Give back exactly the lines from the one containing "Could you indicate the woman's shoe" through the end of the records, including both, and no others.

Pointing dataset excerpts
++++++++++

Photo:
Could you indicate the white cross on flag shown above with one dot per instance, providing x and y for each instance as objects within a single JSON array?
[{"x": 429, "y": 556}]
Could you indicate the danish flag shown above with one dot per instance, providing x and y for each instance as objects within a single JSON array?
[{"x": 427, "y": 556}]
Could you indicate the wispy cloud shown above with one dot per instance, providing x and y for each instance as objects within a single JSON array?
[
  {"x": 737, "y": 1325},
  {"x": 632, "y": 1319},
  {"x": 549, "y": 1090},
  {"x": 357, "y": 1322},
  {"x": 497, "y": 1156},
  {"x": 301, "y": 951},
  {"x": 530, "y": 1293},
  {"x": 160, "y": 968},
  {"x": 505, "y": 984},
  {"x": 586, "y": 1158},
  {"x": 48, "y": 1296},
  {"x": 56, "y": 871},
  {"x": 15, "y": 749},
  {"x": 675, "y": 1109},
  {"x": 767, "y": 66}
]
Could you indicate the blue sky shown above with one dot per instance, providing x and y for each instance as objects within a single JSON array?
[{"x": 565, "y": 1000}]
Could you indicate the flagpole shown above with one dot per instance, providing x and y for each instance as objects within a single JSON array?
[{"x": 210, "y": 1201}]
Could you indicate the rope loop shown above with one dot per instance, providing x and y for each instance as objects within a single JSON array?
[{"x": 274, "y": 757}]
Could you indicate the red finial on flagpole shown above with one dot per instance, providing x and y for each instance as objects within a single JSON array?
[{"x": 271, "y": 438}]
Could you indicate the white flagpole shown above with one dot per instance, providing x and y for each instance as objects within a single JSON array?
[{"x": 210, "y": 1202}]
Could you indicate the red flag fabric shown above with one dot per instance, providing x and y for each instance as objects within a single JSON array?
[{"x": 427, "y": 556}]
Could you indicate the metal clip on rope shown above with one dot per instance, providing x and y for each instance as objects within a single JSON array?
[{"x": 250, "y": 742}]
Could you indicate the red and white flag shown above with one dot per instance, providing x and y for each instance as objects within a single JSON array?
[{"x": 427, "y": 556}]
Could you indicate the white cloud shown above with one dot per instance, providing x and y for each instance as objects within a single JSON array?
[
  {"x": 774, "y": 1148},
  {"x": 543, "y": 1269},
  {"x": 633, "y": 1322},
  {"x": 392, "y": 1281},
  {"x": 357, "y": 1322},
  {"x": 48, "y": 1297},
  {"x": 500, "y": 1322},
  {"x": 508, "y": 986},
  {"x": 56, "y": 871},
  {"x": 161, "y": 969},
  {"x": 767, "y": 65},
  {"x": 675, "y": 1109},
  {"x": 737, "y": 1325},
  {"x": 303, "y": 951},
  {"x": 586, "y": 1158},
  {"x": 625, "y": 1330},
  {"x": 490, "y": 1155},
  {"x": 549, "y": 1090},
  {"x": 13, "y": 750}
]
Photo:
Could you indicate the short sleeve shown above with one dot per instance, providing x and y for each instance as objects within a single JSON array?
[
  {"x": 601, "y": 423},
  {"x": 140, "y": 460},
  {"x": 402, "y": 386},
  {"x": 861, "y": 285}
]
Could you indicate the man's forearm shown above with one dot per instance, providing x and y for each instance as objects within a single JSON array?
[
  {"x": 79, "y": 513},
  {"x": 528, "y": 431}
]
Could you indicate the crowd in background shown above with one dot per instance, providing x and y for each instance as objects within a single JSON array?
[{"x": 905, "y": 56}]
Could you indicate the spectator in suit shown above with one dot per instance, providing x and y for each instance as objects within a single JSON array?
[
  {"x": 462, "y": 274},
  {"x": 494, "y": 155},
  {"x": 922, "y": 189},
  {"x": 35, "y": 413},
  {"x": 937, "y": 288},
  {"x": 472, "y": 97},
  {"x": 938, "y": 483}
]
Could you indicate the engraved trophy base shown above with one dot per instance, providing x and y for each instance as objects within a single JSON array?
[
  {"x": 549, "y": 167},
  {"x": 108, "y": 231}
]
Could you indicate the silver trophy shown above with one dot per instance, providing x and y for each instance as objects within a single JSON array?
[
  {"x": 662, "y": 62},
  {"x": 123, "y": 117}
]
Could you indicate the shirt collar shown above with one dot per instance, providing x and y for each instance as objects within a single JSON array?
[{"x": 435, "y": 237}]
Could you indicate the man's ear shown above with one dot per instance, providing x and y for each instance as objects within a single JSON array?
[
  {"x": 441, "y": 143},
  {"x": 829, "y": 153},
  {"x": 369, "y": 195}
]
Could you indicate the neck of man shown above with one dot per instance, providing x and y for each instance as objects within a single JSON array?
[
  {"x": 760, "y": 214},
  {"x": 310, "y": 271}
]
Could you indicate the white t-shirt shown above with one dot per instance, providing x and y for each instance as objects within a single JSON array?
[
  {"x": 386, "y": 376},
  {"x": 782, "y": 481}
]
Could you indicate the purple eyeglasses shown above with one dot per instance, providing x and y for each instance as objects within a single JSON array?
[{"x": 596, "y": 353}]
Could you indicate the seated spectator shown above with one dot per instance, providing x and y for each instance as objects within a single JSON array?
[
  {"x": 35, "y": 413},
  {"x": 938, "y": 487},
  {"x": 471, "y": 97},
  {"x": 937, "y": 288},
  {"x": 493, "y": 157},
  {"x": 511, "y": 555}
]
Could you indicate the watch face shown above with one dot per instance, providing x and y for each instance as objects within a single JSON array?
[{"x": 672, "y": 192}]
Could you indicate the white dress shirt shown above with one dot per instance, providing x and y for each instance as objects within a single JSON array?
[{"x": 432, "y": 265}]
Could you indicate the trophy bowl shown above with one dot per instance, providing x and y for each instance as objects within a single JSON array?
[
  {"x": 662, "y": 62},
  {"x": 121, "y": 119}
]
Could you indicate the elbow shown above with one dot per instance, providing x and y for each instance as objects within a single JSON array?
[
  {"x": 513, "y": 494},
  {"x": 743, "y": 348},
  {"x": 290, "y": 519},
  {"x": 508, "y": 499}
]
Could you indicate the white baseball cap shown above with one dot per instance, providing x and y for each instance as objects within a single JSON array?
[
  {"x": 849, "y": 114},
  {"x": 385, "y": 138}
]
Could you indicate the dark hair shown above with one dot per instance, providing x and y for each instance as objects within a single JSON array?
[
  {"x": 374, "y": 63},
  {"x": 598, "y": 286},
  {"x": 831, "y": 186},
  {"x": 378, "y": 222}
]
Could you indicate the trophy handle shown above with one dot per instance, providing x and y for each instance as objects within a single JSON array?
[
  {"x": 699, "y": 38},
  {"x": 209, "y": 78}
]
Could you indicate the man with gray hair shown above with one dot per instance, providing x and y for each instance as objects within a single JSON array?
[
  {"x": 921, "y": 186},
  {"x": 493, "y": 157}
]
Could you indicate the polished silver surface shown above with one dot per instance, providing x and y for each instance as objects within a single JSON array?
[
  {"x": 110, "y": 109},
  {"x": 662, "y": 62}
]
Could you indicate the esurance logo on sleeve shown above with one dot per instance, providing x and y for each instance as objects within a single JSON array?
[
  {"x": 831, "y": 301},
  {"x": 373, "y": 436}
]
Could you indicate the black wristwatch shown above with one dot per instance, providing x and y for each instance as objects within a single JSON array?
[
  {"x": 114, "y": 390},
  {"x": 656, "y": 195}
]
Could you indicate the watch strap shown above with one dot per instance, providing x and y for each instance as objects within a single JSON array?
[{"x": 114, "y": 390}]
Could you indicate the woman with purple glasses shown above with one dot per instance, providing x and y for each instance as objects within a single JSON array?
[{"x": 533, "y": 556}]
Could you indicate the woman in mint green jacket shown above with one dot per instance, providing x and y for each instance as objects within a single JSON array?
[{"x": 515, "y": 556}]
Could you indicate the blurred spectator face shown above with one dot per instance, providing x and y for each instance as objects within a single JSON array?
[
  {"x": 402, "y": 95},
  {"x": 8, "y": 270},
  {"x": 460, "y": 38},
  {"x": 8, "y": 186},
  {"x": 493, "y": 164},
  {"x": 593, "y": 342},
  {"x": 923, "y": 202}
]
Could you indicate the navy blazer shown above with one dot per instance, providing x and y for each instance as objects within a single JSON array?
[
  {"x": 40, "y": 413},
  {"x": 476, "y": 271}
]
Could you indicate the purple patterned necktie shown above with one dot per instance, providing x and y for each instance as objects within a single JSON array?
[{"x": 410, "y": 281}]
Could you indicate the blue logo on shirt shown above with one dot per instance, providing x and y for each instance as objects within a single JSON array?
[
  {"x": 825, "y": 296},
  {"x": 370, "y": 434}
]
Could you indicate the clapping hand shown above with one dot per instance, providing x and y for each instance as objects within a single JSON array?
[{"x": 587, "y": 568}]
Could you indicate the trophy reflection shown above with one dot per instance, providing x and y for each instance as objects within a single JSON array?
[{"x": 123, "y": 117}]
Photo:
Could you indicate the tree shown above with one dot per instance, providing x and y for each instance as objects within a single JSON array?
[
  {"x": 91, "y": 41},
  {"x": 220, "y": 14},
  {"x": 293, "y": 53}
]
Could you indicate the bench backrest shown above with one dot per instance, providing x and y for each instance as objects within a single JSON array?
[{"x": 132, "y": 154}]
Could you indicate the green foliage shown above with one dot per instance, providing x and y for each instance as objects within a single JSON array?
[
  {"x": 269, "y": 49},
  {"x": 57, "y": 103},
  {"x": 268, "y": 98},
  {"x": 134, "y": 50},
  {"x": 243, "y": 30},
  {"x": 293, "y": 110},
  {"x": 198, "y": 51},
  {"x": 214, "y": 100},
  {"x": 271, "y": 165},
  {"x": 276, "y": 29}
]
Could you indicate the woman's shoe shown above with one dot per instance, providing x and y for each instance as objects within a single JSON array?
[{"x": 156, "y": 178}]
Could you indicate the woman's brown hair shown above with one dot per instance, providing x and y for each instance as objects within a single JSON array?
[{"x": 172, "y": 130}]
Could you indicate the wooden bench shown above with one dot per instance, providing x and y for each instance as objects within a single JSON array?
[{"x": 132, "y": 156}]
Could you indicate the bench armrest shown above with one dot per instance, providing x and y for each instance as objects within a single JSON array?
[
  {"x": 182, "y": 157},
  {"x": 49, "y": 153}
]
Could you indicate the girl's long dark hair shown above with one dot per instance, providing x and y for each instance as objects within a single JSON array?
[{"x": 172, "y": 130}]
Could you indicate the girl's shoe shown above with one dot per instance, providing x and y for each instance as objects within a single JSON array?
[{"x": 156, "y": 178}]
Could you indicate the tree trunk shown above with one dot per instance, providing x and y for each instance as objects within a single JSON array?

++++++++++

-- The completed task --
Could you indicate the woman's shoe shown above with one dot per instance, providing x and y for each instance as objects within a single JSON array?
[{"x": 156, "y": 178}]
Could you indicate the woman's brown hair shown above with one dot per instance, providing x and y for each instance as objects within a single JSON array?
[{"x": 172, "y": 130}]
Could you indicate the wooden bench shown above with one dot per instance, providing x and y for each instance as objects within a single JSON array?
[{"x": 132, "y": 156}]
Could you indicate the bench armrest shown above with one dot per instance, providing x and y for each instance as objects within a single JSON array?
[
  {"x": 182, "y": 157},
  {"x": 49, "y": 153}
]
Could you indicate the girl's long dark hair shown above with one dot per instance, providing x and y for each instance as objects within a single JSON array?
[{"x": 172, "y": 130}]
Could you indicate the girl's shoe shown above with one dot per instance, providing x and y for each instance as objects within a single JSON array?
[{"x": 156, "y": 178}]
Could you indicate the tree trunk shown above with one dot per instance, providing x and y for each instance as objects within a single JSON array?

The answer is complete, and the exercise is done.